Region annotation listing
++++

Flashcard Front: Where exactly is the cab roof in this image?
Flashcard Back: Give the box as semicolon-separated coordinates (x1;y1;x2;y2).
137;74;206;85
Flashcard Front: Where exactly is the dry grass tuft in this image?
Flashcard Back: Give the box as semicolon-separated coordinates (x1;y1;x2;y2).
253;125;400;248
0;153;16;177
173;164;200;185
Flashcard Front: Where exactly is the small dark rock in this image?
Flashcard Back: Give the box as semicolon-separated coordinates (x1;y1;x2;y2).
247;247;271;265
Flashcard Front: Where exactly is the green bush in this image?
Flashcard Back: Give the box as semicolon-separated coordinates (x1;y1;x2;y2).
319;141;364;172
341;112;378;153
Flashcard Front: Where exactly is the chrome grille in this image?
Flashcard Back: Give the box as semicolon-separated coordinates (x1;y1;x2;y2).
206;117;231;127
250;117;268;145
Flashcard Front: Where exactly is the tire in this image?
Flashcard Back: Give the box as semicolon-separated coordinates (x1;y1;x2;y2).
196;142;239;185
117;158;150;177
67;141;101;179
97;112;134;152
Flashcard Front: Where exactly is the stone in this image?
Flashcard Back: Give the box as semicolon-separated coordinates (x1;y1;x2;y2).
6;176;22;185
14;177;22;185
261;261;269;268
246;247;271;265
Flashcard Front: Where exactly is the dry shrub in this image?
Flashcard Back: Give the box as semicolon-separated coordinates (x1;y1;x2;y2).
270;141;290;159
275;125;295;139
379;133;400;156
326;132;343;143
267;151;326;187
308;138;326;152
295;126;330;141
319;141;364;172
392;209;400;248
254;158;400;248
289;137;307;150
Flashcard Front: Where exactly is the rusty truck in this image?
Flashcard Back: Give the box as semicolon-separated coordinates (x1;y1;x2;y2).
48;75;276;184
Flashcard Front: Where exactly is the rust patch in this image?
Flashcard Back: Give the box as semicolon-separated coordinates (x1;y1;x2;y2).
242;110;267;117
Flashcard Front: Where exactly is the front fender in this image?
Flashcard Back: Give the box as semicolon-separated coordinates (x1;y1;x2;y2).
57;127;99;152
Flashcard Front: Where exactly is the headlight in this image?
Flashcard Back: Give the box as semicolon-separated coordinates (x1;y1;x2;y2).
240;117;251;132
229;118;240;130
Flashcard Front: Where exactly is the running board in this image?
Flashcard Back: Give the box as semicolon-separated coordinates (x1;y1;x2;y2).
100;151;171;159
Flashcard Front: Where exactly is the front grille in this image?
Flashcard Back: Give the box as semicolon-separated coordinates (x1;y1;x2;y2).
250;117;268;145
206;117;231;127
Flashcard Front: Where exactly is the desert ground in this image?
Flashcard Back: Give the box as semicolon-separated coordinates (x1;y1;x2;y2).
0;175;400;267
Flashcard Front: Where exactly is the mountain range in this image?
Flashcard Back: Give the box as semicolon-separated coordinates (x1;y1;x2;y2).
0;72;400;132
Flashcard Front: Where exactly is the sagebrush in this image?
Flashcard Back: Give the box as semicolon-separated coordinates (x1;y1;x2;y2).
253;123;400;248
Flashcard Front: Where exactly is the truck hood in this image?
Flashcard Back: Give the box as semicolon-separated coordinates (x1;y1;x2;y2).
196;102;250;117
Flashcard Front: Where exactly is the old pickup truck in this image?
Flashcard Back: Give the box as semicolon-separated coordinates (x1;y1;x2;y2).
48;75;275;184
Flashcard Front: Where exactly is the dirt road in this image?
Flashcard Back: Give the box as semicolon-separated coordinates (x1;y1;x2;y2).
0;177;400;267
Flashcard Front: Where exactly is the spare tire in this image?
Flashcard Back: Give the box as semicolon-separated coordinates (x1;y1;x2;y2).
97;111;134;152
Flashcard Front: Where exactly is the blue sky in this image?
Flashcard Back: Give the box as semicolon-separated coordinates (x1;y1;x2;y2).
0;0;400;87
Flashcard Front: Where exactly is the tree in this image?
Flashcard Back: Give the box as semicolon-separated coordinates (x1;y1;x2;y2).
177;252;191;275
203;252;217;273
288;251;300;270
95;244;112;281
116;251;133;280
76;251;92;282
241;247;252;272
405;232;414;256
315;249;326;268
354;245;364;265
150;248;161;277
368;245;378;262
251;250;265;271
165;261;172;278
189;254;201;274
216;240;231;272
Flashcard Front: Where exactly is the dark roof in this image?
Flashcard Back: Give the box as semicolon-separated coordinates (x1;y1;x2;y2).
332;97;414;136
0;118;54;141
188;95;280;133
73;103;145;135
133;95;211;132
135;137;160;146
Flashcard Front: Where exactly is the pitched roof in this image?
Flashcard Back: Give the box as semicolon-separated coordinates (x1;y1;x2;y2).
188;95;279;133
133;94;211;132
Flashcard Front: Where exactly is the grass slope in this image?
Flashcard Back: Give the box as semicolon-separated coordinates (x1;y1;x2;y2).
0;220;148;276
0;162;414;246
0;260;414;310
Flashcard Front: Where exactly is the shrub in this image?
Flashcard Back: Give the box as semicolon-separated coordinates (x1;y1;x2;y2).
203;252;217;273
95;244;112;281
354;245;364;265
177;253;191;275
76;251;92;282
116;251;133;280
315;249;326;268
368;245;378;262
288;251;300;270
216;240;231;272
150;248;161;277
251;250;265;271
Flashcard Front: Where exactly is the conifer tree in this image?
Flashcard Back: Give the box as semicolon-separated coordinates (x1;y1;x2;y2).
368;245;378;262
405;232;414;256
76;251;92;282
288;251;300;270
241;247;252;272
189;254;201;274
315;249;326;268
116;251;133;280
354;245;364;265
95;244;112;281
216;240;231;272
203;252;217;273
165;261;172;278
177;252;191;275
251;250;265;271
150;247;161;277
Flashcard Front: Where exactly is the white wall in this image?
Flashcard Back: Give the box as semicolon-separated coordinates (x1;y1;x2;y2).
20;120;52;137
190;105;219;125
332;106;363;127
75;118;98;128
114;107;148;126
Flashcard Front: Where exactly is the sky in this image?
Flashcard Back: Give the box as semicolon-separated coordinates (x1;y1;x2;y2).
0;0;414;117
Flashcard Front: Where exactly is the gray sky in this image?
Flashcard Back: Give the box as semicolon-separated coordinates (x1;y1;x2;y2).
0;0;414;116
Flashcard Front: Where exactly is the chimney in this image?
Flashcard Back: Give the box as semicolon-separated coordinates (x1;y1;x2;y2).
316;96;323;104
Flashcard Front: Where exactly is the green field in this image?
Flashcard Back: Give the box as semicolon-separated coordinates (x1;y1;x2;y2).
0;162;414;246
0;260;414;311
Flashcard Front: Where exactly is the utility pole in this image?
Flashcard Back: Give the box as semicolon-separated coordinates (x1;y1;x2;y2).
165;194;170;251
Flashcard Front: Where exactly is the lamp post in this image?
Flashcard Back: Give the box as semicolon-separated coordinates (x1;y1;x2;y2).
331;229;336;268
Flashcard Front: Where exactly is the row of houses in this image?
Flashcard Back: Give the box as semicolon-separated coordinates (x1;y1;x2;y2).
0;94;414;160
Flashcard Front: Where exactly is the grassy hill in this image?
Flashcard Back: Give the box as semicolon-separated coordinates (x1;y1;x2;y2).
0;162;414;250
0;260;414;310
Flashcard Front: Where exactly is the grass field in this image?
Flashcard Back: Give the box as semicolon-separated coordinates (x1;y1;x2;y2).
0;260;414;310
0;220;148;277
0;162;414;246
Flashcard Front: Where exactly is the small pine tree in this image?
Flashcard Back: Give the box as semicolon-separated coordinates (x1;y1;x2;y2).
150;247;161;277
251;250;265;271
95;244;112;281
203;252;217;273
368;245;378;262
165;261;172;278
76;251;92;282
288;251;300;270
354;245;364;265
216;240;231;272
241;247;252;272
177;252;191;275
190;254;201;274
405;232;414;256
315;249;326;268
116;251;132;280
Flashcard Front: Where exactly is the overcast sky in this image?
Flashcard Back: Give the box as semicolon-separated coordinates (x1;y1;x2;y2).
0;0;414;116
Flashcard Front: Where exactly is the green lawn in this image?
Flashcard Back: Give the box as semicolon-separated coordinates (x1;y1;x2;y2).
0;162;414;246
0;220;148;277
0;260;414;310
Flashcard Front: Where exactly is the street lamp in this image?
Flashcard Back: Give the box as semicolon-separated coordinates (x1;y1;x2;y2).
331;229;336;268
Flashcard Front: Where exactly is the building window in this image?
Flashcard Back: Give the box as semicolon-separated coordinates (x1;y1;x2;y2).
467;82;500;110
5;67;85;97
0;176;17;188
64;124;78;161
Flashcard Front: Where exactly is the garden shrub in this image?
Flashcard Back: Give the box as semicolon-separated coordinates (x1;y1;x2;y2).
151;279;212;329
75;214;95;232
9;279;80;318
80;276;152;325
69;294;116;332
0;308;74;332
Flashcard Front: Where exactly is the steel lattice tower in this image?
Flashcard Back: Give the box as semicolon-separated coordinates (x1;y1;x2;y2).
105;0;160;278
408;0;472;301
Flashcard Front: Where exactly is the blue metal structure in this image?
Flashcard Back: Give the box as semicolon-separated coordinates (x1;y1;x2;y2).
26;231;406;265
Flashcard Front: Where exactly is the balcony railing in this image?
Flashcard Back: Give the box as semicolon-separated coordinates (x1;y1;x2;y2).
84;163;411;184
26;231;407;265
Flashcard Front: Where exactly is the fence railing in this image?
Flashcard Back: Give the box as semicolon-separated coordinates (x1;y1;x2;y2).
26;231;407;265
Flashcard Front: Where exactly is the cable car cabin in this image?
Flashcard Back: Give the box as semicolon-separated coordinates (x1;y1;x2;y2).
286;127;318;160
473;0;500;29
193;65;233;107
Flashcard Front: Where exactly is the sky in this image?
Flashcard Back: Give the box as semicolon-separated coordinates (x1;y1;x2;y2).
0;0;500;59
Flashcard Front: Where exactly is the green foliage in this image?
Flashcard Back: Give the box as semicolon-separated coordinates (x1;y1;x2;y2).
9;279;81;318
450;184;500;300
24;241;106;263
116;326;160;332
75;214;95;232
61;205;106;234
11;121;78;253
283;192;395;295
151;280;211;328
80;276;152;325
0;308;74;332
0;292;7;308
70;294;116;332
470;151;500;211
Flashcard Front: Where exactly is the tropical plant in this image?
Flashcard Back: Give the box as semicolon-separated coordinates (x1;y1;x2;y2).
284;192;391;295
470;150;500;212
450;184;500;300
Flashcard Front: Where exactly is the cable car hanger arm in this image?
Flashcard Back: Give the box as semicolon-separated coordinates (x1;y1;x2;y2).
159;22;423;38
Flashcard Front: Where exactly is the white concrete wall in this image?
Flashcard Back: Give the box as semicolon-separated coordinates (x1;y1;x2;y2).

++++

§ **Stated exercise**: From the listing above, gather every line that contains the word "lamp".

§ **Task result**:
Flashcard Front: Where exactly is the lamp post in this image?
Flashcard Front: Where exactly is the street lamp in this image?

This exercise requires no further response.